* Textauszug *
┄┄┄┄┄┄
Jeder dürfte eine dieser Legenden kennen, die einfach zu gut klingen, als dass sie nicht stimmen könnten. Aber stimmen sie auch?

Hamburg. Am 18. November des Jahres 2009 geschah im Turmsaal des Hamburger Rathauses etwas Unerhörtes: Dirk Reimers, Jahrgang 1943, ehemaliger Polizeipräsident und Staatsrat, wurde vom damaligen Ersten Bürgermeister Ole von Beust für sein ehrenamtliches Engagement - unter anderem fürs Deutsche Rote Kreuz und die Deutsche Nationalstiftung - das Verdienstkreuz 1. Klasse des Verdienstordens der Bundesrepublik Deutschland verliehen.

Wie konnte das bloß passieren, schließlich nimmt ein echter Hamburger ja bekanntlich keine Orden an. Heißt es.

Nun ist der gebürtige Neumünsteraner Dirk Reimers ein Holsteiner (und damit ein Preuße, im weitesten Sinne), aber das verschlimmerte diesen offensichtlichen Verstoß gegen ein ungeschriebenes Gesetz. Denn hatte die Hansestadt sich nicht stets vor einer "Verpreußung" gefürchtet?

Den Bundesverdienstkreuzträger Dirk Reimers ließ die Legende von den Hamburger Ordensmuffeln nicht mehr los. Zwei Monate später, am 18. Januar 2010, präsentierte er seine Rechercheergebnisse in einem Referat vor Rotariern. Darin heißt es unter anderem: "In der Verfassungspraxis fand sich der archaische Grundsatz, dass von fremden Herrschern gestiftete Orden Doppelloyalitäten begründen könnten, weil ein Dekorierter in fremder Fürstengunst befangen und in ideelle Submission versetzet würde."

So hätte es 1865 in der Bürgerschaft sogar einen Antrag des Abgeordneten Samson Hertz gegeben, jedem Hamburger die Annahme von Orden, Adelsdiplomen oder Ehrentiteln bei Strafe des Verlustes der hamburgischen Staatsangehörigkeit zu verbieten. "Der Antrag", so Reimers, "wurde jedoch abgelehnt, und nicht einmal der abgemilderte Antrag, zumindest den Mitgliedern von Senat, Bürgerschaft und Gerichten die Annahme von Orden zu verbieten, fand eine Mehrheit." In Wahrheit, so Reimers, hätten es die Hamburger mit ihrem Ehrenbürger Johannes Brahms gehalten, der listig bemerkt hatte: "Ich bin entschieden gegen Orden, aber haben möchte ich sie!"
┄┄┄┄┄┄
Knüpfe an den letzten Satz des Textes über die Hamburger und ihre Haltung zu Orden an und schreibe ihn weiter.

* Bereitgestelltes Material *
┄┄┄┄┄┄
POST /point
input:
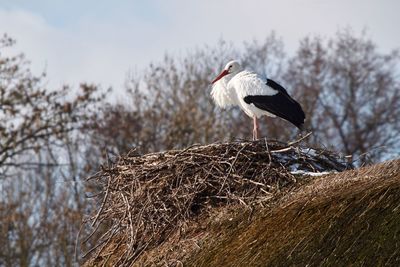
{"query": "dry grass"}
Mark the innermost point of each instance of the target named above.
(346, 219)
(146, 199)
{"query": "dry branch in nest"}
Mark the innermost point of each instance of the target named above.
(146, 198)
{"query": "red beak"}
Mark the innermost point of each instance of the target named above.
(222, 74)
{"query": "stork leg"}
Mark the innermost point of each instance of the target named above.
(255, 128)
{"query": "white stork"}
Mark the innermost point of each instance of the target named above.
(255, 95)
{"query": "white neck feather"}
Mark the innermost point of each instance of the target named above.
(223, 95)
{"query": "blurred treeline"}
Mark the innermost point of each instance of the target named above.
(51, 139)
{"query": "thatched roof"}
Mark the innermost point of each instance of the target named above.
(145, 199)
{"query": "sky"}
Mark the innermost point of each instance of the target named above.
(101, 41)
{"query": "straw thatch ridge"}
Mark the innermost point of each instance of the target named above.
(145, 199)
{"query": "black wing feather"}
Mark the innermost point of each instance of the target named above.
(280, 104)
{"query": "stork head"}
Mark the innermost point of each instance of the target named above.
(231, 67)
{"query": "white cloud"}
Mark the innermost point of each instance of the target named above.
(102, 49)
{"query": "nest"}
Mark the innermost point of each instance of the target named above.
(144, 199)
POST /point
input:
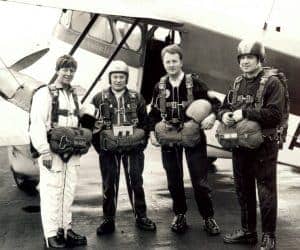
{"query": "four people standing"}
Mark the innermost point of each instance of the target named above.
(122, 112)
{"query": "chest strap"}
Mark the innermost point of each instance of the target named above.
(56, 112)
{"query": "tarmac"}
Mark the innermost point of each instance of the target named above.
(20, 223)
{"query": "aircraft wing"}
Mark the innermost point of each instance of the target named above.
(14, 124)
(147, 10)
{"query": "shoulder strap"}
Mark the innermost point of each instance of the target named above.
(234, 90)
(189, 88)
(54, 93)
(75, 98)
(162, 96)
(133, 104)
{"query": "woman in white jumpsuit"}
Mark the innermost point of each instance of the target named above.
(57, 178)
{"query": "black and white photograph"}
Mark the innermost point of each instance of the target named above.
(153, 124)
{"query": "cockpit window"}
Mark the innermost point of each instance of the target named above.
(80, 20)
(102, 30)
(168, 36)
(65, 18)
(134, 41)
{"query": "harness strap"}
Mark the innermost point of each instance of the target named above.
(55, 112)
(233, 93)
(162, 96)
(105, 107)
(163, 104)
(189, 88)
(133, 107)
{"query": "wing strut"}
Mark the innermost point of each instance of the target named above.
(117, 49)
(79, 40)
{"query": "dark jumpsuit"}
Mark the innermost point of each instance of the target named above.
(196, 156)
(253, 167)
(133, 160)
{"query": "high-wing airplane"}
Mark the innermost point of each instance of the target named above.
(97, 32)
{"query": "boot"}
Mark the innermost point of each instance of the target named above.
(241, 236)
(106, 227)
(211, 226)
(57, 241)
(179, 224)
(268, 242)
(145, 223)
(74, 239)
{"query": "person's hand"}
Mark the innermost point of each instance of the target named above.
(209, 121)
(227, 119)
(47, 160)
(153, 139)
(238, 115)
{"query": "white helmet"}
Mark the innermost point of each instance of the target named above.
(118, 67)
(198, 110)
(247, 47)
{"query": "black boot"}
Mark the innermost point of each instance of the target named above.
(211, 226)
(145, 223)
(57, 241)
(241, 236)
(74, 239)
(268, 242)
(106, 227)
(179, 224)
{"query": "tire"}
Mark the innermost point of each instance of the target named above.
(24, 183)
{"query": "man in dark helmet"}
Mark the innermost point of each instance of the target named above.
(120, 109)
(260, 98)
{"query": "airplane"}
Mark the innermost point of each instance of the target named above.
(208, 31)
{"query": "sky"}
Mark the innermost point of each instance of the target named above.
(24, 28)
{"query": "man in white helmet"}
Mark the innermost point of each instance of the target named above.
(255, 166)
(119, 108)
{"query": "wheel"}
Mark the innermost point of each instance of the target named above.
(24, 183)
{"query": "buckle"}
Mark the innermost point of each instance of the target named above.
(64, 142)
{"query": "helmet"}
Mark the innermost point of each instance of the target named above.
(118, 67)
(198, 110)
(247, 47)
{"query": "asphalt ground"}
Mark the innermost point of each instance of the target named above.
(20, 223)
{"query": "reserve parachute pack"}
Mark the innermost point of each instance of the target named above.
(65, 141)
(174, 132)
(123, 136)
(247, 133)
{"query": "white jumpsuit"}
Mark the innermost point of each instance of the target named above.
(57, 185)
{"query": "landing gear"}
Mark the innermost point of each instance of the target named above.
(211, 166)
(25, 184)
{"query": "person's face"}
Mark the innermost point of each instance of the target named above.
(172, 64)
(65, 75)
(249, 63)
(118, 81)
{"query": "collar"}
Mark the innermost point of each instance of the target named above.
(58, 85)
(118, 94)
(254, 75)
(176, 82)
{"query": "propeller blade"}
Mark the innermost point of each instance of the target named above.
(29, 60)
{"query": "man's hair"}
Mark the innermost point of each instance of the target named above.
(65, 61)
(172, 49)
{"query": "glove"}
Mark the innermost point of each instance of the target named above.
(209, 121)
(47, 160)
(238, 115)
(227, 119)
(153, 139)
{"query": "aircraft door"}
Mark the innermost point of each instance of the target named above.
(157, 39)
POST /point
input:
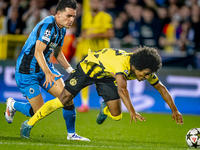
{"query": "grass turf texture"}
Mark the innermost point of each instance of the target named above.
(157, 132)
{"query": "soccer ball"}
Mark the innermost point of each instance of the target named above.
(193, 138)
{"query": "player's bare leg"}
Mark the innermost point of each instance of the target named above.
(111, 109)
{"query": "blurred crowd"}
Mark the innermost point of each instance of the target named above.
(169, 25)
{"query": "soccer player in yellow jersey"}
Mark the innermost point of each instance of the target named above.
(97, 28)
(109, 69)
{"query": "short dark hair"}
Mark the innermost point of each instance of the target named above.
(146, 58)
(66, 3)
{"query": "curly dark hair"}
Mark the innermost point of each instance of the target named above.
(146, 58)
(66, 3)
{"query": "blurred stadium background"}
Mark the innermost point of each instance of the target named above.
(170, 26)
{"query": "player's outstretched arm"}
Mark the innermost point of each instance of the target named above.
(50, 77)
(124, 95)
(63, 61)
(176, 115)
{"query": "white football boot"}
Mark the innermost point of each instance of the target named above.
(10, 111)
(76, 137)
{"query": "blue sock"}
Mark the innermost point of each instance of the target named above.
(24, 108)
(70, 118)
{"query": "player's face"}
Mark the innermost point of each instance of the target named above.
(66, 18)
(142, 75)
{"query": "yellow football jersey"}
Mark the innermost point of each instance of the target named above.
(99, 23)
(109, 62)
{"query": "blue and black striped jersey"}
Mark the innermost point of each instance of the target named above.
(46, 31)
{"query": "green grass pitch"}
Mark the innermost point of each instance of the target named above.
(157, 132)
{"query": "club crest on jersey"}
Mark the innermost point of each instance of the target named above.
(73, 82)
(31, 90)
(47, 33)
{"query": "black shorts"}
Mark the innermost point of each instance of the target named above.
(106, 88)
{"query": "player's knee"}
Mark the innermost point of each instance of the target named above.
(117, 118)
(65, 97)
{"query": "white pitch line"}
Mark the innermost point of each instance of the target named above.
(63, 145)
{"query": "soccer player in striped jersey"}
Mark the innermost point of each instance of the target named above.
(109, 70)
(33, 69)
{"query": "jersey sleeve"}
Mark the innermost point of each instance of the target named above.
(45, 33)
(120, 67)
(153, 79)
(63, 36)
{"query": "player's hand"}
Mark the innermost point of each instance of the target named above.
(135, 116)
(178, 117)
(50, 78)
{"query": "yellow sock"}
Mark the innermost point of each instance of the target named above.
(85, 95)
(107, 112)
(45, 110)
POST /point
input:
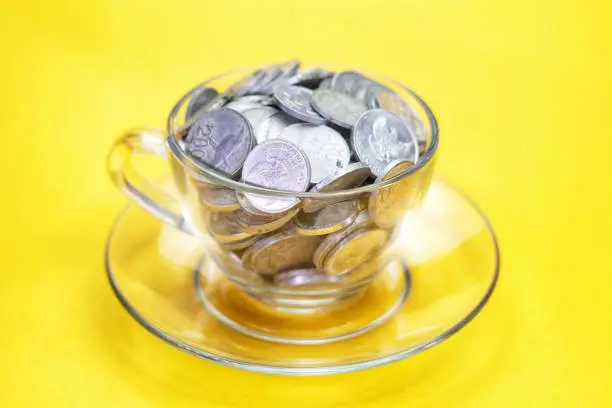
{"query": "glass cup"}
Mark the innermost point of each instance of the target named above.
(348, 280)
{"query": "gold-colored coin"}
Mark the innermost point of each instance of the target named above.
(352, 176)
(361, 221)
(280, 252)
(364, 202)
(389, 204)
(242, 244)
(254, 224)
(224, 228)
(354, 250)
(218, 199)
(327, 220)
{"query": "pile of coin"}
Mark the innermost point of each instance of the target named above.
(297, 130)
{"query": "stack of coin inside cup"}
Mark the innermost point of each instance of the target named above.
(298, 130)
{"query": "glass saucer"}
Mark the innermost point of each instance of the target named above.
(447, 245)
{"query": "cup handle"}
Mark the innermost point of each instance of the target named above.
(149, 142)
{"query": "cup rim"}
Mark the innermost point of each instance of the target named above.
(209, 174)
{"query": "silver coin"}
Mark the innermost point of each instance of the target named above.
(389, 100)
(355, 250)
(342, 110)
(345, 81)
(327, 151)
(295, 101)
(304, 277)
(280, 165)
(273, 126)
(256, 116)
(381, 137)
(202, 97)
(246, 205)
(217, 102)
(280, 252)
(354, 175)
(222, 139)
(328, 220)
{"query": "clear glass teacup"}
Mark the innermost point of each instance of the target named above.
(264, 274)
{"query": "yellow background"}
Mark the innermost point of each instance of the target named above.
(522, 93)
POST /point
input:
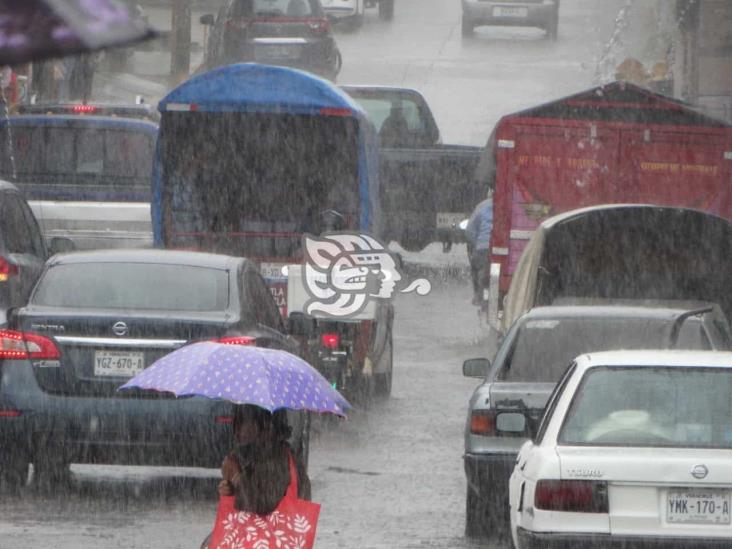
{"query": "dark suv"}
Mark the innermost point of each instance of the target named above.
(94, 320)
(293, 33)
(22, 251)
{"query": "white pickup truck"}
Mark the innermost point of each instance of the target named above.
(86, 177)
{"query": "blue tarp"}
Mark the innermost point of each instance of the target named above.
(249, 87)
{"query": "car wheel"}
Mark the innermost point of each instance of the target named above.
(467, 27)
(382, 382)
(386, 9)
(13, 472)
(485, 517)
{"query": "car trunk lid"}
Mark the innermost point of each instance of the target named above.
(101, 350)
(658, 491)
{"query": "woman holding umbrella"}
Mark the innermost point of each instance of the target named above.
(257, 472)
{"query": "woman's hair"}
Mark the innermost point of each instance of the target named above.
(264, 418)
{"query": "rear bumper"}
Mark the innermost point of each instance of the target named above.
(111, 430)
(484, 13)
(488, 474)
(533, 540)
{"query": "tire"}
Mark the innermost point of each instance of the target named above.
(485, 518)
(382, 382)
(386, 9)
(13, 472)
(467, 27)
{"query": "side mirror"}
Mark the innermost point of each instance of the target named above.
(511, 422)
(59, 245)
(476, 367)
(299, 324)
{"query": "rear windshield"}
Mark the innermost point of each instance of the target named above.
(265, 186)
(544, 348)
(48, 152)
(146, 286)
(651, 406)
(275, 8)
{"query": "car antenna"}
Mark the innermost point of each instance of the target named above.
(679, 321)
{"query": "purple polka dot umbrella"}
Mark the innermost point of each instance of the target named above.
(268, 378)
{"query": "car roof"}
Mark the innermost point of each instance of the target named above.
(662, 310)
(673, 358)
(171, 257)
(120, 122)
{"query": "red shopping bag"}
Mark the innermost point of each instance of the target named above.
(290, 526)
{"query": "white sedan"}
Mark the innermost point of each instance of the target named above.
(635, 449)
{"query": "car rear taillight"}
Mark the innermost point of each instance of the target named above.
(483, 422)
(574, 496)
(237, 340)
(83, 109)
(319, 26)
(7, 269)
(330, 340)
(23, 345)
(238, 24)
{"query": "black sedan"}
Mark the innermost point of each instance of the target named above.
(94, 320)
(292, 33)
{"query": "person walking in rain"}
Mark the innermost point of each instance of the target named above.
(257, 471)
(478, 236)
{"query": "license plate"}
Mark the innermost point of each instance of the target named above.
(445, 220)
(698, 506)
(502, 11)
(272, 271)
(118, 363)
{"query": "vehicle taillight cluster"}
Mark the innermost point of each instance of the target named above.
(24, 345)
(319, 26)
(237, 340)
(483, 422)
(575, 496)
(83, 109)
(330, 340)
(7, 269)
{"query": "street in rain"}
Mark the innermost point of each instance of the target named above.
(465, 264)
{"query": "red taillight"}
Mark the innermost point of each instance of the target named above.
(319, 26)
(7, 269)
(237, 340)
(83, 109)
(574, 496)
(330, 341)
(238, 23)
(483, 422)
(20, 345)
(10, 413)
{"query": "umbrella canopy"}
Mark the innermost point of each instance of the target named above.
(268, 378)
(32, 30)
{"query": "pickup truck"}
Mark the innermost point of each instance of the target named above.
(426, 187)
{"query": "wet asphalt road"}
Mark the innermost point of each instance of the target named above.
(391, 476)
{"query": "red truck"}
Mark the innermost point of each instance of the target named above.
(615, 144)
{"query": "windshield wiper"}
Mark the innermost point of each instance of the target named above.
(679, 321)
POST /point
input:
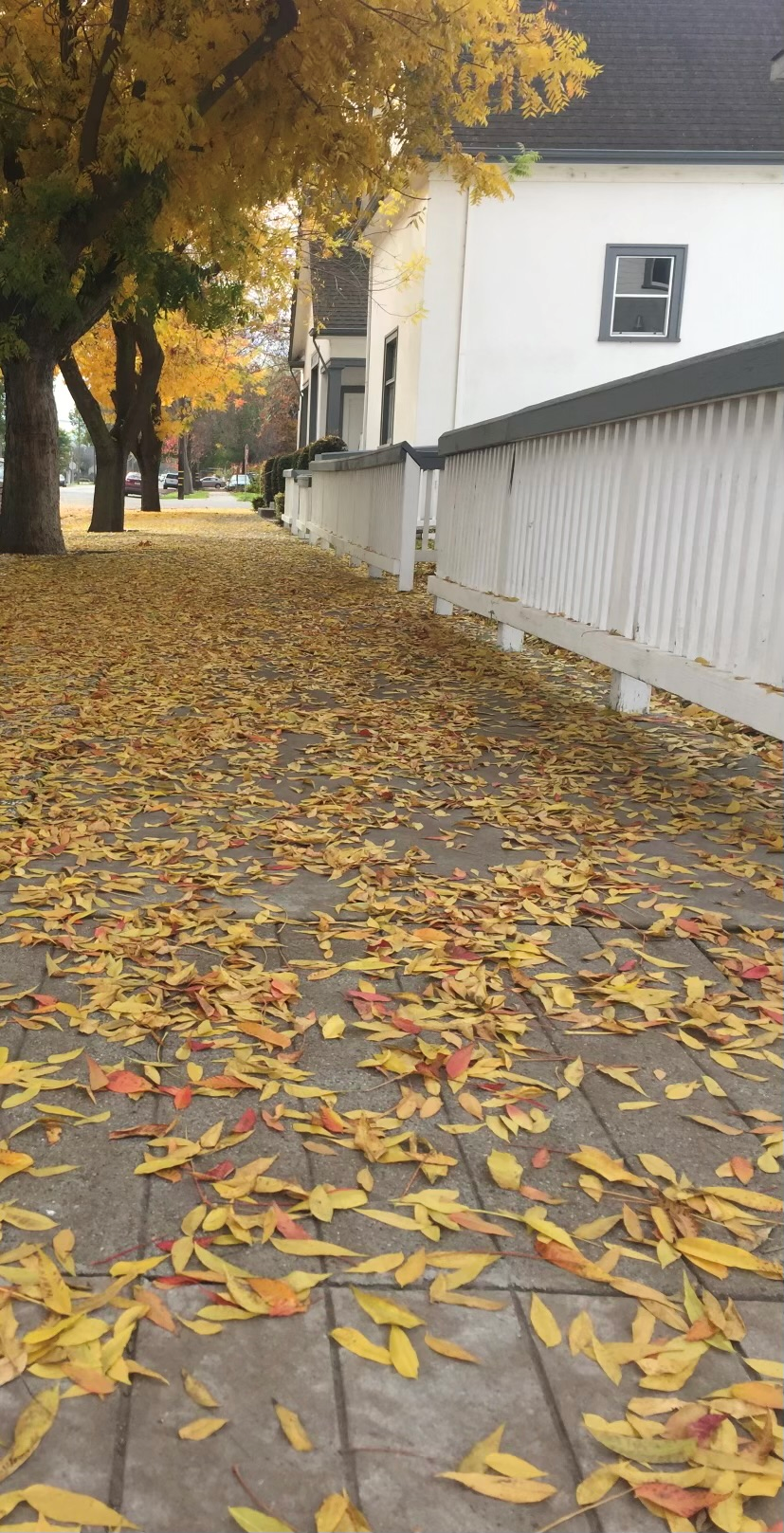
┄┄┄┄┄┄
* Antwort *
So sperrte sich auch nicht einmal der Erste Bürgermeister a. D. Hans-Ulrich Klose, als ihm für seine Verdienste um die deutsch-französische Freundschaft am 17. Mai 2001 der Orden der französischen Ehrenlegion verliehen wurde - und das, wo doch Hamburg zwischen 1806 und 1814 unter den napoleonischen Besatzungstruppen mächtig gelitten hatte.

So ist die sprichwörtliche Hamburger Antipathie gegen ehrenvolles Edelmetall nichts anderes als ein liebevoll, bisweilen auch hartnäckig gepflegter Mythos. Eine dieser Legenden, die "irgendwann einmal entstanden sind", die häufig logisch und nachvollziehbar erscheinen und einfach zu gut klingen, als dass sie nicht stimmen könnten.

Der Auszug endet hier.